> **STORED RECORDS**
....

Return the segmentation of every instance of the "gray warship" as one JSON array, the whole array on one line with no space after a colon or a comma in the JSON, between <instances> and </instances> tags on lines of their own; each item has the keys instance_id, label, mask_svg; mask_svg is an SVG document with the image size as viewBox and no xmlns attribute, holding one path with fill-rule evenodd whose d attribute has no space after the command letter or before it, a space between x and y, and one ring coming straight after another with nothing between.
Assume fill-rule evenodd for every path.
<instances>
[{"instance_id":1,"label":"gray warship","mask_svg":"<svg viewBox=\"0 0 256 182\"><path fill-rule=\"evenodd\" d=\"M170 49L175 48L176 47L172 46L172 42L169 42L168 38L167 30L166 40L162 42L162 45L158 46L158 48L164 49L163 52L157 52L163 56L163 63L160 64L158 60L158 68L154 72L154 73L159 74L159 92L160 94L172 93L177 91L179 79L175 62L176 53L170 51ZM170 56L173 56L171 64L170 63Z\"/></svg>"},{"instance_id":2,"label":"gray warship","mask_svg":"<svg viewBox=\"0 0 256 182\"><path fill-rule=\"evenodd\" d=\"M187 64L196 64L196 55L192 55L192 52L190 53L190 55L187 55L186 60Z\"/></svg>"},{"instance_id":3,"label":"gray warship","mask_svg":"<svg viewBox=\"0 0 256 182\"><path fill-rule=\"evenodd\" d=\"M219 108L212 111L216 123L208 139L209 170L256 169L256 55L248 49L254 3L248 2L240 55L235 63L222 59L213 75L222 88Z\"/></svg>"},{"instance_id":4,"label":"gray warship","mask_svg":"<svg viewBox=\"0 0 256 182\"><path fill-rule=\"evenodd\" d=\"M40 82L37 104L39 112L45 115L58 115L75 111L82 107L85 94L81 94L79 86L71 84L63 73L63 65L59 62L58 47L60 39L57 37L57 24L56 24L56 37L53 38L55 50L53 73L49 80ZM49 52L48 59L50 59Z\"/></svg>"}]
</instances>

....

Count the lines in the items above that contain the word "array", with case counting. Reply with the number alone.

> **SOLVED EXERCISE**
1